[Data extracted from a collection]
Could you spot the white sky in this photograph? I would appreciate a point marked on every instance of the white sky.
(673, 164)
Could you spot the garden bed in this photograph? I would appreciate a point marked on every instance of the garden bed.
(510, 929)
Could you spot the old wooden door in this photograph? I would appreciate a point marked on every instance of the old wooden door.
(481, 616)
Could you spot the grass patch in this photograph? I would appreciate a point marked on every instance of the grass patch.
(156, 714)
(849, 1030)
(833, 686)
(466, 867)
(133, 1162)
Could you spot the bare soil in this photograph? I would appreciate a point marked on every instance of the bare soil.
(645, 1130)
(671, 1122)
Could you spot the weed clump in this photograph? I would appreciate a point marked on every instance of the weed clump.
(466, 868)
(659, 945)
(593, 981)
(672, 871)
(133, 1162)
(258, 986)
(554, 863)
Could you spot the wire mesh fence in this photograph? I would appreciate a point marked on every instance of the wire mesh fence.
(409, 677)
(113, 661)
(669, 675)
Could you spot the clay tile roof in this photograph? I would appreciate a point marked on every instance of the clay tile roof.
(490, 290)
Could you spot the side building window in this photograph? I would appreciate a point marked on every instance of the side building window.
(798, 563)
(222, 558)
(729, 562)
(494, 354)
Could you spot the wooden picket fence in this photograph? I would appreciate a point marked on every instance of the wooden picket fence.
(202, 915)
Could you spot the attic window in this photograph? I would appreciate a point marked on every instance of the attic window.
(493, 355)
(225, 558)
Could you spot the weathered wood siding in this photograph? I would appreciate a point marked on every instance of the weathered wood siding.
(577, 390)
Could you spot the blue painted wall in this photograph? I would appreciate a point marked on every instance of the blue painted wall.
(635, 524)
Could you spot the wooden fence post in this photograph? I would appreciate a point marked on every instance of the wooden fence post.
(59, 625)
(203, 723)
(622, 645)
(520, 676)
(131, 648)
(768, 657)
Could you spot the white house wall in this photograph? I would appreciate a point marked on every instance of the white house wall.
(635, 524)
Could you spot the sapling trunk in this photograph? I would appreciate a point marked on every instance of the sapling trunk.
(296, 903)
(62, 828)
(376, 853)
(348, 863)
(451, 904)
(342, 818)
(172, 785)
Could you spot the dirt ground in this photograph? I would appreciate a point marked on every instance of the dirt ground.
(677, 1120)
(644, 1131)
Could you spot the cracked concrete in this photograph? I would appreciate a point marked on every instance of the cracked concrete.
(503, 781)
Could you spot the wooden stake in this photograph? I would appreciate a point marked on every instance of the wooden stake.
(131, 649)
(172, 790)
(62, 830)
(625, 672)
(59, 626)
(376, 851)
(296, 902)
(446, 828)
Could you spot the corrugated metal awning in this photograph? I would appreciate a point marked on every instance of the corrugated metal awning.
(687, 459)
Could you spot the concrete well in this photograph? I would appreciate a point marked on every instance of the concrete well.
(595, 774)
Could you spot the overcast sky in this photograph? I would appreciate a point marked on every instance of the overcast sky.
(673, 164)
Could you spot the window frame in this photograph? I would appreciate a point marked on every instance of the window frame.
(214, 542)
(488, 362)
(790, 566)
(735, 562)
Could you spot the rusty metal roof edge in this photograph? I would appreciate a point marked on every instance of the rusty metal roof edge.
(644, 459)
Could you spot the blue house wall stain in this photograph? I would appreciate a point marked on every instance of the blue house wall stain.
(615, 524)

§ **TO BE DONE**
Transcribe word for word everything in the records from the line containing "Could you spot the dirt" down to the end of the records.

§ **RESPONSE**
Could you spot the dirt ground in this photograph? I would appreciate a point marked on every instance of the dirt ground.
(677, 1120)
(644, 1131)
Could you spot the cracked concrete in this photograph? I would appreciate a point marked on every instance of the cracked concrete.
(503, 781)
Could you spot the wooden stake in this photograph? I would appreciate a point marked on every instance of the wooden stake.
(131, 649)
(172, 790)
(62, 830)
(625, 672)
(59, 626)
(376, 851)
(296, 902)
(446, 828)
Could you spot the corrugated metal awning in this photograph? I would appreciate a point marked on every instance of the corrugated metal awning.
(687, 459)
Could you spot the concrete well in this photograph? I would appreciate a point marked on every instance of the concrete well.
(595, 774)
Could you spot the overcast sky in this photograph? I would appreciate a point marked on every instance of the overcast sky.
(673, 164)
Could you spot the window frame in this photograph? I would appreciate a point marked on every instance of the window frame.
(214, 542)
(488, 362)
(790, 566)
(735, 562)
Could you spot the rusty metal roof edge in this photograph? I would appreciate a point marked on every instance of the rusty metal roof edge.
(644, 459)
Could you spot the blue house wall stain in this photograph? I would appreciate a point marked on every instance of the blue house wall stain.
(615, 524)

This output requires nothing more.